_AIM OF THE TASK_
Return the complete listing that follows, with each line reproduced exactly.

_ENTRIES SHOWN_
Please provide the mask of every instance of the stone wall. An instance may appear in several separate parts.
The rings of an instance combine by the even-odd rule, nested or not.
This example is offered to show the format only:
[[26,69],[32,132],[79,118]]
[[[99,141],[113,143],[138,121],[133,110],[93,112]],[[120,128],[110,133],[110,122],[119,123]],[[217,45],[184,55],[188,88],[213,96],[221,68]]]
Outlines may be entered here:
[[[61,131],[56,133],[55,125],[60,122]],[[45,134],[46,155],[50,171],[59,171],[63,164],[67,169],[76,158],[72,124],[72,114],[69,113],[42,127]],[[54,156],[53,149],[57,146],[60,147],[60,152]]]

_COMPLETED EXERCISE_
Please provide the mask of every instance of the stone wall. An instance may appear in several separate parts.
The rings of an instance combine by the even-odd rule, nested or not.
This example is offered to show the format only:
[[26,69],[32,132],[79,118]]
[[[99,141],[113,143],[138,121],[133,110],[93,112]],[[120,128],[110,133],[110,122],[119,123]],[[217,45],[184,55],[188,88],[213,96],[221,68]]]
Outlines may be entered here:
[[[61,131],[56,133],[55,125],[60,122]],[[45,134],[46,155],[50,171],[59,171],[63,164],[67,169],[76,158],[72,124],[72,114],[69,113],[42,127]],[[54,156],[53,149],[57,146],[60,147],[60,152]]]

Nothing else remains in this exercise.